-- GIVEN PASSAGE start --

One of the huge blessings in my life has been to be a part of the Healing Academy here at ATS.  I wrote this originally for my personal blog, but realized that there may be others who could benefit from understanding a bit better the work and the training that Healing Academy offers, so I am sharing it here. If you are interested in the gentle way of healing, please contact the Community Formation Offices to be connected.

Whenever I see a butterfly, it delights my soul.  Something about a butterfly, flitting about in a gentle breeze, alighting upon flowers, its bright colors, it all stirs within me a sense of wonder and amazement.  And I know I’m not the only one. Have you ever watched a child when they see a butterfly? Almost instantaneously they feel the need to try to capture the butterfly, and will chase after it, giggling and delighted by the hunt, captivated by this lovely little insect.

butterfly picture, butterfly pictures

Butterflies go through four life stages. They begin life as an egg, laid on the type of leaf that they will enjoy eating. Once born, they are a caterpillar, and spend that life cycle eating, and eating, growing, and eating some more. Eating and growing in preparation of the next stage are the sole purposes of this cycle of their life. Then they become a pupa, protected in a chrysalis, going through metamorphosis, and transforming themselves into the final stage–that of a butterfly.

-- GIVEN PASSAGE end --

● **EXERCISE REQUIREMENTS**: Condense the paragraph in the Healing Academy post that begins "One of the huge blessings" into a short bulleted list that keeps its main facts. Rely on the post above and nothing else.

-- DATA SHOWN start --

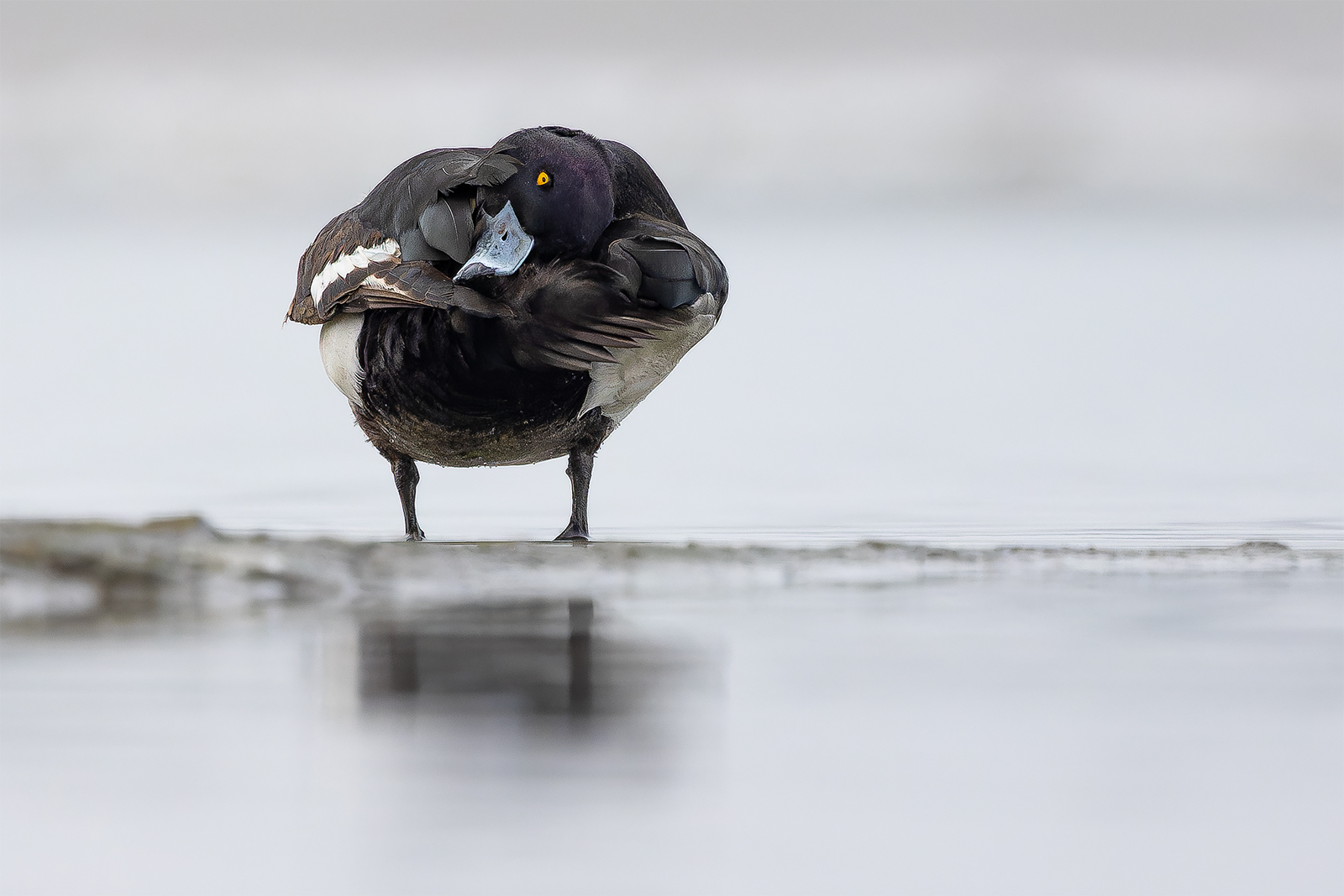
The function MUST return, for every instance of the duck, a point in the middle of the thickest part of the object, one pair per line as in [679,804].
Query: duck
[507,305]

-- DATA SHOWN end --

● **EXERCISE RESPONSE**:
- The writer counts being part of the Healing Academy at ATS as a huge blessing.
- The piece was first written for the writer's personal blog.
- It is shared here so others can better understand the work and training the Healing Academy offers.
- Anyone interested in the gentle way of healing should contact the Community Formation Offices to be connected.